(Excerpts from location labeling data)
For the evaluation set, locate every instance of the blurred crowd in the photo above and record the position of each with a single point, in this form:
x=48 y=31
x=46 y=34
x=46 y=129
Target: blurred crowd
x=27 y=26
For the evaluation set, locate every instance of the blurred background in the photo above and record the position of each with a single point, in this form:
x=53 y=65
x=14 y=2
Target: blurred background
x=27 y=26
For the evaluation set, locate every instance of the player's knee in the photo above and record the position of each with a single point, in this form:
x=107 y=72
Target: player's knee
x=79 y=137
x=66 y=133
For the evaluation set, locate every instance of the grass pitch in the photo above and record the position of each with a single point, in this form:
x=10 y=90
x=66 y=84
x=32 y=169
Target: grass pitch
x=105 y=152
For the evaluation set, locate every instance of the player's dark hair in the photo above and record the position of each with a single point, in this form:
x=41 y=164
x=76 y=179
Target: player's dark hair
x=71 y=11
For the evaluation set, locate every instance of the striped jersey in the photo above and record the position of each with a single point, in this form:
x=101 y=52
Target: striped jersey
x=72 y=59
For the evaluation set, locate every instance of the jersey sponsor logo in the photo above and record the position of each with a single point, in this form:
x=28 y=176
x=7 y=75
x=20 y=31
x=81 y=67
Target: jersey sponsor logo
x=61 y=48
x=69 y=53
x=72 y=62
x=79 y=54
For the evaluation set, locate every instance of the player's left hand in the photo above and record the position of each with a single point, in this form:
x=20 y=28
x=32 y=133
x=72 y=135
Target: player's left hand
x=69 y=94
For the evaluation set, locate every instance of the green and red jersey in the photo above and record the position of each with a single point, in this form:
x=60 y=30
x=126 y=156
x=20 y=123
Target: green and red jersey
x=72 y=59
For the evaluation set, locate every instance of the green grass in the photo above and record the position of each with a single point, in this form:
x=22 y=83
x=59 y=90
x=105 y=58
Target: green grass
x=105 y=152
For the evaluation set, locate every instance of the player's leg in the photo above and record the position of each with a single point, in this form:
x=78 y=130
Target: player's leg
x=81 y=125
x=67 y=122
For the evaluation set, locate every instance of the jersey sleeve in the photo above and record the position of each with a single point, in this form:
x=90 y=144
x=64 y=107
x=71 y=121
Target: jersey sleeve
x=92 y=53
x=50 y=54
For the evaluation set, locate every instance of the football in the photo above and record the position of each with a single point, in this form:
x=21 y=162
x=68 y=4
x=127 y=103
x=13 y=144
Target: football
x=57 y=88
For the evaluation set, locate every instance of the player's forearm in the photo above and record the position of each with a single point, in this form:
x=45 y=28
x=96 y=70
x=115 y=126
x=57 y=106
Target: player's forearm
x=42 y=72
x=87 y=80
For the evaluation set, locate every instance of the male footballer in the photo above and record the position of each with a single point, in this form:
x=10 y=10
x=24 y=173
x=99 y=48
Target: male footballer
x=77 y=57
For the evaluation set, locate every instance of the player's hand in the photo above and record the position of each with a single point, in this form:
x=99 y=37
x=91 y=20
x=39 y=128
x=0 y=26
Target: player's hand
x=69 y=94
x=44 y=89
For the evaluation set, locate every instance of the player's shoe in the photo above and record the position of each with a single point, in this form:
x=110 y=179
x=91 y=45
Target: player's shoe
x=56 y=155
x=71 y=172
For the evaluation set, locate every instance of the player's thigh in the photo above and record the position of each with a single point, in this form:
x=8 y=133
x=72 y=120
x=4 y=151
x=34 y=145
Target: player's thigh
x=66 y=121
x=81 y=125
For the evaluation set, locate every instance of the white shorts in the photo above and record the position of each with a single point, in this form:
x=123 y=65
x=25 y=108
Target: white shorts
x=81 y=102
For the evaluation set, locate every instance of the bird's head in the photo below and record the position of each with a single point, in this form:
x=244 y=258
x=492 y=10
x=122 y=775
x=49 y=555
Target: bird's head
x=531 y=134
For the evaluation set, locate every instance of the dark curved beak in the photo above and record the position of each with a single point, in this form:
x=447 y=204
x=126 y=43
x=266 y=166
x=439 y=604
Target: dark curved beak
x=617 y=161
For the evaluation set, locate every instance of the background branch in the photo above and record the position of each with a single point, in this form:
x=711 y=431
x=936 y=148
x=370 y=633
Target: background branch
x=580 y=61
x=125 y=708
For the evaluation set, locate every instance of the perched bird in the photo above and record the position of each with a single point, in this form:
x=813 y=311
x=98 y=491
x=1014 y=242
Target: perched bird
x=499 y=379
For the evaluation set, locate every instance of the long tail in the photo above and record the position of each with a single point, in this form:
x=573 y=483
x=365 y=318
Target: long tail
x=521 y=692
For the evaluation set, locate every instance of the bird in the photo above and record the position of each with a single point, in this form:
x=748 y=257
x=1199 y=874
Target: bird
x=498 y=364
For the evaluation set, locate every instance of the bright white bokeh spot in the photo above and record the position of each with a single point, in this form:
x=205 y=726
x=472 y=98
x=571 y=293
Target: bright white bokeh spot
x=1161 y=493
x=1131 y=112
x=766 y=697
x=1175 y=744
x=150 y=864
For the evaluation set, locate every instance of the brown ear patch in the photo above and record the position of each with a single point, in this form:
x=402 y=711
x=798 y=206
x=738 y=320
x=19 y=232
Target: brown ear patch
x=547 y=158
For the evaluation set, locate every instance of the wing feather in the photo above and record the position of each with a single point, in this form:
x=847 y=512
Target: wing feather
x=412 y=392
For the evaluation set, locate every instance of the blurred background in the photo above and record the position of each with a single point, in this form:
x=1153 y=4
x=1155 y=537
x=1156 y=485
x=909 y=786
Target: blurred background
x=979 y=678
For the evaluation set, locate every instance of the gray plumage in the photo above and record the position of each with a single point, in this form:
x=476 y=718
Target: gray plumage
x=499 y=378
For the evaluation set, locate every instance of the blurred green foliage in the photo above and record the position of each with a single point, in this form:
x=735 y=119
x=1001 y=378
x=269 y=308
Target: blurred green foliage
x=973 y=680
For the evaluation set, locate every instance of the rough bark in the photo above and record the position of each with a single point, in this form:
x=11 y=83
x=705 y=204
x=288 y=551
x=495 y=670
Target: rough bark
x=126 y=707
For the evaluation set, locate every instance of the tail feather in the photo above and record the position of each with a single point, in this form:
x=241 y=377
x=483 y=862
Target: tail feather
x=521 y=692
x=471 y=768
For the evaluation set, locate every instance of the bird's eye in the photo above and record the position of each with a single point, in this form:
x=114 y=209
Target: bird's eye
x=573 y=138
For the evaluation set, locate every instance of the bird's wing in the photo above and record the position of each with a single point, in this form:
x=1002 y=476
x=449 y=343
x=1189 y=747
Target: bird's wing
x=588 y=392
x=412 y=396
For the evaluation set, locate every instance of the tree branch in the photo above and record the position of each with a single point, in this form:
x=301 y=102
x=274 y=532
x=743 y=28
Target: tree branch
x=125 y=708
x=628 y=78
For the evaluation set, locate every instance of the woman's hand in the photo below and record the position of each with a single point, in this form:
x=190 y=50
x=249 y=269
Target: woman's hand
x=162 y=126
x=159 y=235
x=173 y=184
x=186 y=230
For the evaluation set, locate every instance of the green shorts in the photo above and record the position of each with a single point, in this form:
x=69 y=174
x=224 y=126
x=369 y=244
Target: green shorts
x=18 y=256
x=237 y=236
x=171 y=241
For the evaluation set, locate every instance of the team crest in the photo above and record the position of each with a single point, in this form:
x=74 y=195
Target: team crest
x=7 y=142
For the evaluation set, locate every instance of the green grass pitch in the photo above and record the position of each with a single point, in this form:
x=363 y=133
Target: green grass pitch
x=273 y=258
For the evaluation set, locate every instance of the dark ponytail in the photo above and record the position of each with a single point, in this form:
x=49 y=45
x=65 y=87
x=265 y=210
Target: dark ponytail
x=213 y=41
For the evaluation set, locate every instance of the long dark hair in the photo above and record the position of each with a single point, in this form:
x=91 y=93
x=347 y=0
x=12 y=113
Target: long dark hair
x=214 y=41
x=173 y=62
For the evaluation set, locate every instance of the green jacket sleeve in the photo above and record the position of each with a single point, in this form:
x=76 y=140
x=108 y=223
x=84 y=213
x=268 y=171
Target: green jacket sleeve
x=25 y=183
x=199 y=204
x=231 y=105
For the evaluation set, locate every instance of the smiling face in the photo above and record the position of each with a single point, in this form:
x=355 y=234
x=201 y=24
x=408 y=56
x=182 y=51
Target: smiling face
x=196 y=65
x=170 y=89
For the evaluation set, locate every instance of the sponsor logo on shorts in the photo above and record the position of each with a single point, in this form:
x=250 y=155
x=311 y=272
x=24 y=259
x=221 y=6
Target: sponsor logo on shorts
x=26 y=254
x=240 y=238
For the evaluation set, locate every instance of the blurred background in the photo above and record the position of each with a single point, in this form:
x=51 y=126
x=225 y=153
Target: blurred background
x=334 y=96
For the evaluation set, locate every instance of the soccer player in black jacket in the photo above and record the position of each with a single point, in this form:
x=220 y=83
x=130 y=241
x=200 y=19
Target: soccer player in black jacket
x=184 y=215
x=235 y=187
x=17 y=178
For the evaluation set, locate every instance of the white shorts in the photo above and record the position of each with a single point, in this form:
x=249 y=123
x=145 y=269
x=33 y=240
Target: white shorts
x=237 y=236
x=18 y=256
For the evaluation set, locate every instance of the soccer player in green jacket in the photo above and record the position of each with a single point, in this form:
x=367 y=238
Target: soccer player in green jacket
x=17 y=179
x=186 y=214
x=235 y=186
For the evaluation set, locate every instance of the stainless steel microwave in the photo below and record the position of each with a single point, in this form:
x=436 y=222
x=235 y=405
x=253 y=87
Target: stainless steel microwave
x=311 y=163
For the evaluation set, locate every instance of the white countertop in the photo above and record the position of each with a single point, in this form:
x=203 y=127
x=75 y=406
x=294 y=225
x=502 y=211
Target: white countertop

§ **Work to complete**: Edit the data from the line that contains "the dark ponytail" through the line that contains "x=231 y=105", both included, so that every "dark" reads "black" and nothing else changes.

§ **Completed task**:
For the evaluation set, locate every instance of the black ponytail in the photo above and record the position of each with a single point, in this form:
x=49 y=45
x=65 y=87
x=265 y=210
Target: black ponytail
x=213 y=41
For the evaluation set, locate every instance of the long black hair in the photo above and record the position of each with a single point, in this form:
x=91 y=93
x=347 y=0
x=12 y=113
Target: long black hair
x=214 y=41
x=173 y=62
For the evaluation set, locate every instance of the green jacket sleeve in the photo above and record the position of each with a single point, in this form:
x=76 y=140
x=108 y=223
x=84 y=213
x=268 y=171
Target: green jacket sleeve
x=25 y=183
x=199 y=204
x=231 y=105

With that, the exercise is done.